EXERCISE GOAL
Provide an exact copy of the data, excluding the images.

** Begin RECORD LIST **

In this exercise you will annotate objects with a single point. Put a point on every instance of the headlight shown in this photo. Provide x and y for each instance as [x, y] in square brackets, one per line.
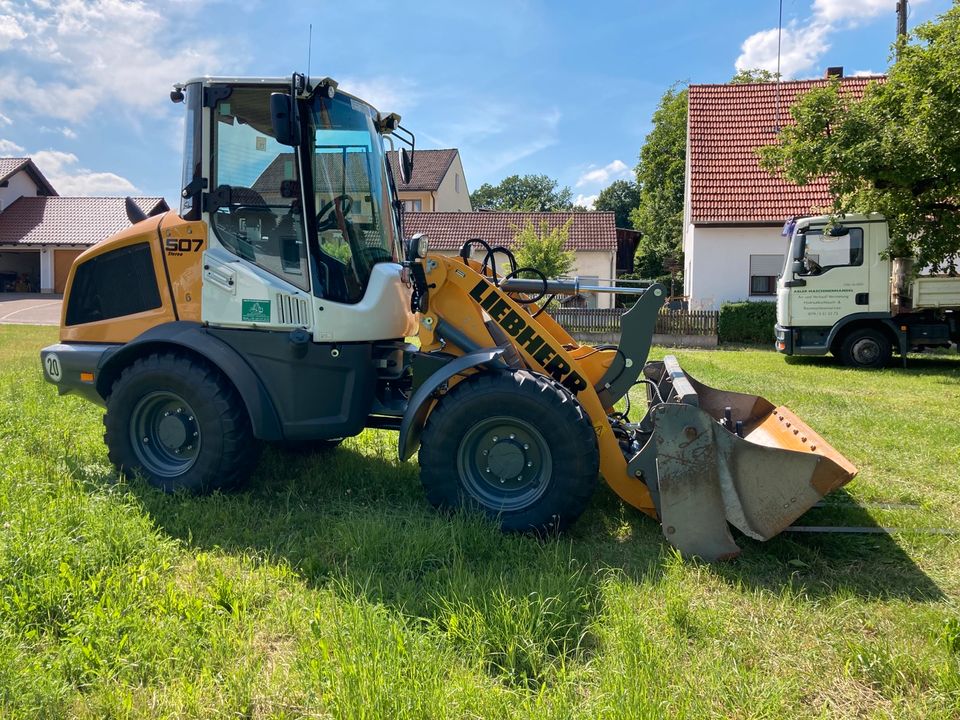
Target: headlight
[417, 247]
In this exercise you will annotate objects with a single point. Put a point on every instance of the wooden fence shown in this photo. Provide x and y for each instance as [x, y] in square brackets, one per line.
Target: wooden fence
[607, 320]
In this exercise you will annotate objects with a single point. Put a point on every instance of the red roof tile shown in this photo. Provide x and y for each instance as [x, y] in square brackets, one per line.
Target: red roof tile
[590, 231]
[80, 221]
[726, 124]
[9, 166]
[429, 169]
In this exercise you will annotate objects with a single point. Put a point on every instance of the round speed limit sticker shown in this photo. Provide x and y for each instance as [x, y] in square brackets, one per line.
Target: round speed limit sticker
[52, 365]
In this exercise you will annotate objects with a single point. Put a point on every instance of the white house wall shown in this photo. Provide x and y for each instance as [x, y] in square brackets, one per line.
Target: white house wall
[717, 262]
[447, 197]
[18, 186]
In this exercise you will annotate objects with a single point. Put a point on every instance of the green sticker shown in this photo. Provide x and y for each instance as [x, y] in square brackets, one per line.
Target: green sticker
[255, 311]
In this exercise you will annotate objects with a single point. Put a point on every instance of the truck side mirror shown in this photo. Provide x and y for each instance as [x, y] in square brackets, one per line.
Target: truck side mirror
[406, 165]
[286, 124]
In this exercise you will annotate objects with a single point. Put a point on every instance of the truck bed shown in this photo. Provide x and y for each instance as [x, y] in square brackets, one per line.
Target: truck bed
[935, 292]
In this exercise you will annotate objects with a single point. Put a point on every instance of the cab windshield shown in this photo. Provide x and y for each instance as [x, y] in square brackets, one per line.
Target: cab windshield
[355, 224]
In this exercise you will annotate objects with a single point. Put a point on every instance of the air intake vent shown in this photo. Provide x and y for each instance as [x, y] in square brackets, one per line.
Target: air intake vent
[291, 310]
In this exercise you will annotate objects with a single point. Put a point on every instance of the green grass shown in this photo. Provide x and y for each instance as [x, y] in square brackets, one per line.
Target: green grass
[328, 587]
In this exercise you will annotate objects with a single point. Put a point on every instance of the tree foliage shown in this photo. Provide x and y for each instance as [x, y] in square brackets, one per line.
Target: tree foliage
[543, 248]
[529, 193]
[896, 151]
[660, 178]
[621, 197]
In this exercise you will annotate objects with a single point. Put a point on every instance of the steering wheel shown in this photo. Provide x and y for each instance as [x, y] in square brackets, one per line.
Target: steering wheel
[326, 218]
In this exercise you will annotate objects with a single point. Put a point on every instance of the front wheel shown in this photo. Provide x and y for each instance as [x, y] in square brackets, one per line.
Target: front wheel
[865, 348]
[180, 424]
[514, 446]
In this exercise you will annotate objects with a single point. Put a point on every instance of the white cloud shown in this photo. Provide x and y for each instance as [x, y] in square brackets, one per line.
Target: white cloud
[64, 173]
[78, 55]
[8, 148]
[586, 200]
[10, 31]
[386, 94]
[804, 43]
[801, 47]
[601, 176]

** End RECORD LIST **

FULL ANSWER
In this exercise you will annotate objects with a single point. Put a point on every instance of the headlight shown in this photo. Provide x and y for each instance as [x, y] in square brackets, one per line.
Target: headlight
[417, 247]
In this exercise you will annotate objects with a single point. Put a point on every instance of the wooden fence shown in this photo. Provide x and y for each instance as [x, y] in square brackets, one per line.
Target: wooden fence
[607, 320]
In this exercise you will annotate objects with a single point. Put a point on every instance of the red roof tile shown in this photo. Provide x and y for each instance as [x, y] in square brackets, one per line.
Target: red roof tile
[590, 231]
[80, 221]
[726, 124]
[9, 166]
[429, 169]
In this exercise you will annotate objects with a single point. Put a point on every instance of the round speed limit sticker shown in this photo. Provide x and y for each instance as [x, y] in square brackets, one per line.
Target: round speed limit sticker
[52, 365]
In this exercise you will annotate objects with a single point. Put a point on every instance of the white house wall shown in this photo. Provide x and y for each instance as [x, y] in square brackets, one per line.
Target: white house wall
[717, 262]
[447, 197]
[18, 186]
In this exercise you will annotate objects with a single point. Put a point on every instance of the green sticker shown in this photo. Provide x and y for each instance as [x, y] in square brackets, one per line.
Target: green sticker
[255, 311]
In this exercise you will annotate objects with a single point. Put a point on every instance of the truck side mirror shown in this photo. Provide x and y for each instance as [x, y] in square brackets, one per line.
Target: truck side mirror
[406, 165]
[286, 124]
In this exercise you will annotate objects with a single point. Put a point on every instance of the truck bed shown in this photo. Provide x and y for each instance as [x, y] in square brackets, one per line.
Target: truck bed
[935, 292]
In this exercise you will annotate objects with a single point. Put a point on every instance of the cab windshield shown in this photo. Provide x and y for each instance as [x, y] in square brackets, one per line.
Target: cab windshield
[355, 224]
In this exercise you will annotate objects with a single point. Put a point on every instance of the air intake vent shown in this photo. Provide x and y for each instance as [x, y] in square brackets, one per line.
Target: air intake vent
[291, 310]
In this exercise you will annotate objects with a single point. Put a point on every instance of the green grass shown in this photo. Provide x and y for each instance as [x, y] in square brackets, one per line.
Target: green grass
[328, 587]
In this exercise you will annotate objects with a single point. Put a point on every instance of the tree foliage shown in this photo. Provide x and y for each instance as [x, y] in square brackets, one per line.
Target: tree foliage
[543, 248]
[529, 193]
[896, 151]
[660, 178]
[621, 197]
In this exercise you will annotate objects with a single point. Put a point on every instance of the steering wheel shown in this photo. Provide x and y for each instance as [x, y] in square brackets, one per line.
Target: steering wheel
[326, 218]
In this exercise you will annotate objects with a single point. Put a point on every instance of the front wheel shown in this photo. Provide x and y for each instance as [x, y] in square brackets, one per line.
Target: front wheel
[865, 348]
[180, 424]
[514, 446]
In this exercise you will annotate objects with a single point. Put a point on every instance of the white cloud shown in this photo. Provide x and y for each instance as [x, y] in square brackets, one per line.
Target: white cloud
[64, 173]
[78, 55]
[8, 148]
[586, 200]
[10, 31]
[386, 94]
[804, 43]
[801, 47]
[601, 176]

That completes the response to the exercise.